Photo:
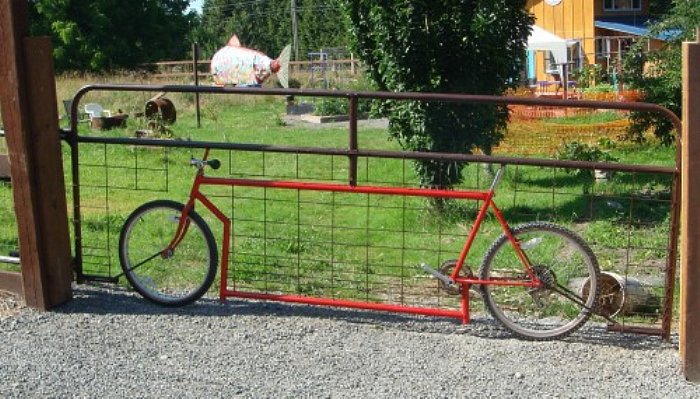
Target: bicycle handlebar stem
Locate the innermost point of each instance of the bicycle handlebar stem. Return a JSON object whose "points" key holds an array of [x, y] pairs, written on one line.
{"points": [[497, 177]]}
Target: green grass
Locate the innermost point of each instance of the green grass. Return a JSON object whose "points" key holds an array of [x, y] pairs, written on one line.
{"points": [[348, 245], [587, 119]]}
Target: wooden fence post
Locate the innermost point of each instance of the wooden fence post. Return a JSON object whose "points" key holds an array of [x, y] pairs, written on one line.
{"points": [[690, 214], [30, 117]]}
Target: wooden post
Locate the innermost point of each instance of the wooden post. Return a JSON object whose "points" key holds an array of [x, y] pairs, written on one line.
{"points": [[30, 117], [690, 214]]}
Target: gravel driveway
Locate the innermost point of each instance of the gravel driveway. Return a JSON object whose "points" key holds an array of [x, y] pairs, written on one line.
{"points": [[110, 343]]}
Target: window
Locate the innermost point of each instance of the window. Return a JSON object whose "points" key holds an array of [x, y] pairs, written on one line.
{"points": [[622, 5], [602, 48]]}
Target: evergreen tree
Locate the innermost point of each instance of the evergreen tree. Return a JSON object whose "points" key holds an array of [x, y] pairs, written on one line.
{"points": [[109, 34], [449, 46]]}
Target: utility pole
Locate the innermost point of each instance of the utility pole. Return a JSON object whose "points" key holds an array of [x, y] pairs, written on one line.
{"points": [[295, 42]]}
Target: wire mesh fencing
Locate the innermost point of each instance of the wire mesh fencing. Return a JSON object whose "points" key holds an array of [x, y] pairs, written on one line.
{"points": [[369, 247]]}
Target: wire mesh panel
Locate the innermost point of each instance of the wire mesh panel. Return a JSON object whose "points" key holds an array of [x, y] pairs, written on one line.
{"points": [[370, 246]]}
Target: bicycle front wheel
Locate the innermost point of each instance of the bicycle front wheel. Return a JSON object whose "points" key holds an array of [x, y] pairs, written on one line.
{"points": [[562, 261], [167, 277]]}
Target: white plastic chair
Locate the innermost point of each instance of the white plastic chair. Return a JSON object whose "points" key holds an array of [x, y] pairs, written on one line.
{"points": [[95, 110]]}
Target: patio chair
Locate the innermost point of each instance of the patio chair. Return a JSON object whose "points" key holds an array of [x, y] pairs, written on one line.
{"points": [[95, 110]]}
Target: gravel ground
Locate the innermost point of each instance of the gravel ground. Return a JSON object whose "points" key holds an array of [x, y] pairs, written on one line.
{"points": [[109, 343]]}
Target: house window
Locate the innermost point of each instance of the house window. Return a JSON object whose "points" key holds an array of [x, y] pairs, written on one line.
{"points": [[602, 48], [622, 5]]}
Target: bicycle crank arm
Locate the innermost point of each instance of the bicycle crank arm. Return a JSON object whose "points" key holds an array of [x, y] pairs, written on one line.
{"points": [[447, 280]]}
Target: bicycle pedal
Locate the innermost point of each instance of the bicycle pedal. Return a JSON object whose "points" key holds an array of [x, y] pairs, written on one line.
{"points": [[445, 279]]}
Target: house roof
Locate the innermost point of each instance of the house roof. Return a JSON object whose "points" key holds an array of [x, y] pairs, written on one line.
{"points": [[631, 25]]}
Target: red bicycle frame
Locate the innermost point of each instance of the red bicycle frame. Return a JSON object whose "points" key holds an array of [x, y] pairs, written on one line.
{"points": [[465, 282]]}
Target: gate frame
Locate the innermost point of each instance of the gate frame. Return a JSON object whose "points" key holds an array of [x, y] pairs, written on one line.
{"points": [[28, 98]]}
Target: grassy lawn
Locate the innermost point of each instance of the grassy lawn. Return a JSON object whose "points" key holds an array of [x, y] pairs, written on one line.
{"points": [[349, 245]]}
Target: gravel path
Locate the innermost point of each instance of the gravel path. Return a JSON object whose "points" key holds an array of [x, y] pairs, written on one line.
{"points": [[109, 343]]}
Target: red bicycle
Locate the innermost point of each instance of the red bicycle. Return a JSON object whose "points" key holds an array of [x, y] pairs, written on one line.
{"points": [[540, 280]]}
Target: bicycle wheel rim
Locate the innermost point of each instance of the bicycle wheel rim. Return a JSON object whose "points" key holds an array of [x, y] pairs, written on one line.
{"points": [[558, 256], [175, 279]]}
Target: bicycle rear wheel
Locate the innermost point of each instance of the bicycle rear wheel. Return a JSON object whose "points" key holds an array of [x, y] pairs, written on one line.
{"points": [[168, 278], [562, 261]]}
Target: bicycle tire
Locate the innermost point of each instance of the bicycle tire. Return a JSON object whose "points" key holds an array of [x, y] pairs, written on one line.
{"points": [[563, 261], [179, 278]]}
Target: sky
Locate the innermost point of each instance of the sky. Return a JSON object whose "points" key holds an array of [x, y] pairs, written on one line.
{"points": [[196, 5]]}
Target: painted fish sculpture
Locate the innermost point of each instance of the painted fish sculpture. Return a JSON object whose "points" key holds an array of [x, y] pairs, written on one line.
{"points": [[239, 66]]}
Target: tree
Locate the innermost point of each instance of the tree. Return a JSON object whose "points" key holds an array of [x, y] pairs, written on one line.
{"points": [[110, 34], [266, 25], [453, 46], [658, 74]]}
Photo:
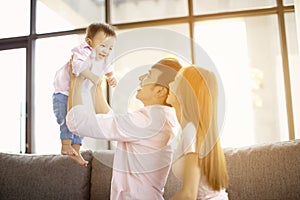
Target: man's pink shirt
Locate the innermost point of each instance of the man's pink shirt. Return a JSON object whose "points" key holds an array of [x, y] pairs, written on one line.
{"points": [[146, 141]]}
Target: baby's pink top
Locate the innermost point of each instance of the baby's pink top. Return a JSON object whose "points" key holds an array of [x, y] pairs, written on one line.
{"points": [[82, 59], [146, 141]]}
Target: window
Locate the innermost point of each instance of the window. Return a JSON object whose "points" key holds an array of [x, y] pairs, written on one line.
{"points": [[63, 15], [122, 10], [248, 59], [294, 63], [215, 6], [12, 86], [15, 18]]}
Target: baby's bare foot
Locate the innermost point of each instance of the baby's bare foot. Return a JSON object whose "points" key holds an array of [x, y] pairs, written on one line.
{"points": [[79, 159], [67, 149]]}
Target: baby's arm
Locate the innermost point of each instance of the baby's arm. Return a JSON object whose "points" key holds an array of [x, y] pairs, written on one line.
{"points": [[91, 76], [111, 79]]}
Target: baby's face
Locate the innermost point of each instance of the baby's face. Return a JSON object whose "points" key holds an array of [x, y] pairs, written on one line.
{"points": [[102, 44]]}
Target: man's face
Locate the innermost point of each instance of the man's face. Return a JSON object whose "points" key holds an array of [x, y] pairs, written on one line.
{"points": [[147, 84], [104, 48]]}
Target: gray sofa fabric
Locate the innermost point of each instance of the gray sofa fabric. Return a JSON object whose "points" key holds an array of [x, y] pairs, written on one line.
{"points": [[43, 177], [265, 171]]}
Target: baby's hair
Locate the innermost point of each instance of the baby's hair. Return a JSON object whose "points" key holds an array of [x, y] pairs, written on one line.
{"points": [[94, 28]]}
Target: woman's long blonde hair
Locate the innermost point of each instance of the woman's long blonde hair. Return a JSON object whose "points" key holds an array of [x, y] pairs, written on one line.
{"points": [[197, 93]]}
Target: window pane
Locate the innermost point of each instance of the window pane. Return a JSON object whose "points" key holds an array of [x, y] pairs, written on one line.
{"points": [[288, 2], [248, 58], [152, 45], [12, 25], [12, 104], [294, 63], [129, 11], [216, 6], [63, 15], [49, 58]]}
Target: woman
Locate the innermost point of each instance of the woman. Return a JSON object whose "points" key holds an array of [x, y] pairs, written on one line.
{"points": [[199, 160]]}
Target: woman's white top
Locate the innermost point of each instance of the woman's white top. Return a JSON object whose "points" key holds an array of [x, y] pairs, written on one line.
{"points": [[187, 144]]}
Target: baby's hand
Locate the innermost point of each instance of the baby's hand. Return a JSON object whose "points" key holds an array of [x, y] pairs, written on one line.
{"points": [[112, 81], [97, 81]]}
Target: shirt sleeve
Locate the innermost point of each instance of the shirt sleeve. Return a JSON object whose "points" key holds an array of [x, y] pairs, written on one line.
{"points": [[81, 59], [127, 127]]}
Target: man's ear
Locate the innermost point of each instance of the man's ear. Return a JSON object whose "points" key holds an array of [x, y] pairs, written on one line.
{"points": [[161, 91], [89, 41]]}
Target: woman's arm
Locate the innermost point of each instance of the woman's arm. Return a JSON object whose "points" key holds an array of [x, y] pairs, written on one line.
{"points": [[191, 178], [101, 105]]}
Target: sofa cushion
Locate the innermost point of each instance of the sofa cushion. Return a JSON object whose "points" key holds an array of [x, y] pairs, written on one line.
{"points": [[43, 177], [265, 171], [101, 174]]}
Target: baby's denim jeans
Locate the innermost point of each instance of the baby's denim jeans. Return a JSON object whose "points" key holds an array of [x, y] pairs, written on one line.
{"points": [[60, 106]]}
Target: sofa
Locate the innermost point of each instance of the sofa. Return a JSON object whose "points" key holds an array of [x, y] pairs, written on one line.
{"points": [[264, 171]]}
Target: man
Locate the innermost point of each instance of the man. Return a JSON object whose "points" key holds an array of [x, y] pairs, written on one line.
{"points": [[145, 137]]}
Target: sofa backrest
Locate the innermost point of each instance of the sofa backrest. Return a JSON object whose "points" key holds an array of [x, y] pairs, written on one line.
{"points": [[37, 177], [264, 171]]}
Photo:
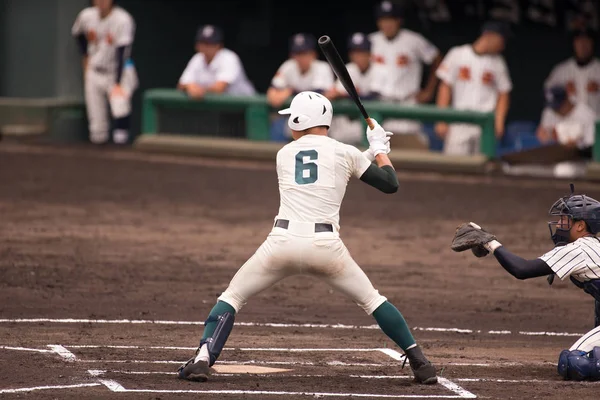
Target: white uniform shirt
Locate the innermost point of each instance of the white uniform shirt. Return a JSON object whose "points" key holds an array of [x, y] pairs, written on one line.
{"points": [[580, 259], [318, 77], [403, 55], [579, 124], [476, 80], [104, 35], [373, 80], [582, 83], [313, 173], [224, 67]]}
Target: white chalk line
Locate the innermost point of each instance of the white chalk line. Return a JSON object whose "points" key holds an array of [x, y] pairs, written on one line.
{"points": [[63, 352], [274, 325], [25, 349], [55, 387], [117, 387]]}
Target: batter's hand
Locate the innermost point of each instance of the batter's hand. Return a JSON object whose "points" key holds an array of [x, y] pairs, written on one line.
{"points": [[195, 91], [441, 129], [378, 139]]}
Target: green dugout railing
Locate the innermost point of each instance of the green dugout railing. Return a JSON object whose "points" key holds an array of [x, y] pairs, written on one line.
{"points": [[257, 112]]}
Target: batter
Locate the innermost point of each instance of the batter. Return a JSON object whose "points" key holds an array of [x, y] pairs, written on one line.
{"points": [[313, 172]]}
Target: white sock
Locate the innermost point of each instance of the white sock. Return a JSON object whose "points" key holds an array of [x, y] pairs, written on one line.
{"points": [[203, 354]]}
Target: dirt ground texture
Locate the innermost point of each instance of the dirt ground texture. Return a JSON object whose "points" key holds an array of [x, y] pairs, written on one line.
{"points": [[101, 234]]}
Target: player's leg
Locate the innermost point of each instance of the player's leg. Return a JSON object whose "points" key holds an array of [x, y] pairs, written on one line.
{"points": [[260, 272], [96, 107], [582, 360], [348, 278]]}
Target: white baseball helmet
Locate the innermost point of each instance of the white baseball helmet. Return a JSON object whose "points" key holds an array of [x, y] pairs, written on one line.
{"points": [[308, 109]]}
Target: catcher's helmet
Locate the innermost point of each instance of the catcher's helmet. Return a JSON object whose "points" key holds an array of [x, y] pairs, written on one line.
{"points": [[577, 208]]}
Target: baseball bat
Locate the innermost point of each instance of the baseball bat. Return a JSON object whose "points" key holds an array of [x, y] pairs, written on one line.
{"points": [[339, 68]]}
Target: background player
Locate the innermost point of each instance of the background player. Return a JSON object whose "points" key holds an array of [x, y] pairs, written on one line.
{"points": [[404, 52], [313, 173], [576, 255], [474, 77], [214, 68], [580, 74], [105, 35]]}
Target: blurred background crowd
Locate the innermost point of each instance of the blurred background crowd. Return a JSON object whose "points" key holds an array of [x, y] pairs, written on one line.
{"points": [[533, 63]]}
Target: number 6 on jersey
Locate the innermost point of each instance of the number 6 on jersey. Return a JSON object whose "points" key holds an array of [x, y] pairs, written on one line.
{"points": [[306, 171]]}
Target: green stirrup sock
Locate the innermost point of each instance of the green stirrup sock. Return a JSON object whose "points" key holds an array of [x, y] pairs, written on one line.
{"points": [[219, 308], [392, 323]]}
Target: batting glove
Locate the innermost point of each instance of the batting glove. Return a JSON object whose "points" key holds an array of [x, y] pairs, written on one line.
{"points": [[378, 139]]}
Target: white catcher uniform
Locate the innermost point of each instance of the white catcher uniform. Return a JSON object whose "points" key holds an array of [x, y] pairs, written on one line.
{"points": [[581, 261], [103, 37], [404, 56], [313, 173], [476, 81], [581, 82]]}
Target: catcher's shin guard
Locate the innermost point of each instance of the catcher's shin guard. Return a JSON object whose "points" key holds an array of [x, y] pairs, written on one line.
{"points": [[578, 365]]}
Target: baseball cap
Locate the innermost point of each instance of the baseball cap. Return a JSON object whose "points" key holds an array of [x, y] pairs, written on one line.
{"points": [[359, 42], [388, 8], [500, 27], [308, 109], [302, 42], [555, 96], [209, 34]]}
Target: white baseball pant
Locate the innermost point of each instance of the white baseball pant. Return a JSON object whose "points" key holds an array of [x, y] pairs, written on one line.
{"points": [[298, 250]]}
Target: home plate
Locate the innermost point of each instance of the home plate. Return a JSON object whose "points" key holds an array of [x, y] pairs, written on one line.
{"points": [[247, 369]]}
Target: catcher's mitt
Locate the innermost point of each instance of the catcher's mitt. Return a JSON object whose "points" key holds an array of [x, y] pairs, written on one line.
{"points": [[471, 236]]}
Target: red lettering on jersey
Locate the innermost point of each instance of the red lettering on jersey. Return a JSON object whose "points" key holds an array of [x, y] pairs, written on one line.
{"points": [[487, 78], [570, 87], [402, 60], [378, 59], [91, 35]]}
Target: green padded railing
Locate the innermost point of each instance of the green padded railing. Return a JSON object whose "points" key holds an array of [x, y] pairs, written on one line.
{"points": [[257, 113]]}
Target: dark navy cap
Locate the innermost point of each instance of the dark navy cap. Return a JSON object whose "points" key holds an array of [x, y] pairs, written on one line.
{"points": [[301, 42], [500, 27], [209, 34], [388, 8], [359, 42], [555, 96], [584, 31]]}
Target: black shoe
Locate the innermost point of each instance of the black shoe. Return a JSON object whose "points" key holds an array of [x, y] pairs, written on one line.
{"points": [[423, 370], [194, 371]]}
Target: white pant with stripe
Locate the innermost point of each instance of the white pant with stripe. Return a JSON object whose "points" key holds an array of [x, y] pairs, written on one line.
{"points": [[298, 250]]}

========================

[EXERCISE PROMPT] Would you quote, exactly and only, the lines from the one containing "Target: catcher's mitt" to the end of the entries?

[ANSWER TO THIS EXERCISE]
Target: catcher's mitt
Locate the innermost point of each instance of the catcher's mitt. Return a JSON object whose "points" key holds an array of [x, y] pairs, written on one line.
{"points": [[471, 236]]}
Target: red lettering on jersey
Locate the innermost point of each instance of the red lettering on jersey. Return a JSON object whose "points" key holds an array of [x, y] pairs, written on one line.
{"points": [[487, 78], [570, 87], [402, 60], [378, 59], [91, 35]]}
Target: green padded railing
Locate the innermost point of each instance of the green padded railing. Return a JSON object whose "points" key holds an array of [x, y] pairs, written on one line.
{"points": [[257, 113]]}
Target: dark navy cap
Locate the innermost point of each instance of the dark navy cap. Return a JSON object whose "points" key holds an array of [x, y] pairs, written on one line.
{"points": [[301, 42], [500, 27], [209, 34], [388, 8], [359, 42], [555, 96], [584, 31]]}
Target: black shoe
Locate the innermost point of each instance of the black shoe. Return a JSON object whose "points" key holds an array of [x, y] pairs, written on one line.
{"points": [[423, 370], [194, 371]]}
Target: white pant with stripe
Locate the innermost point of each instance of the white pant with stripe. Return a JSON object whose "points" key holds an array of [x, y] pairs, written on one line.
{"points": [[298, 250]]}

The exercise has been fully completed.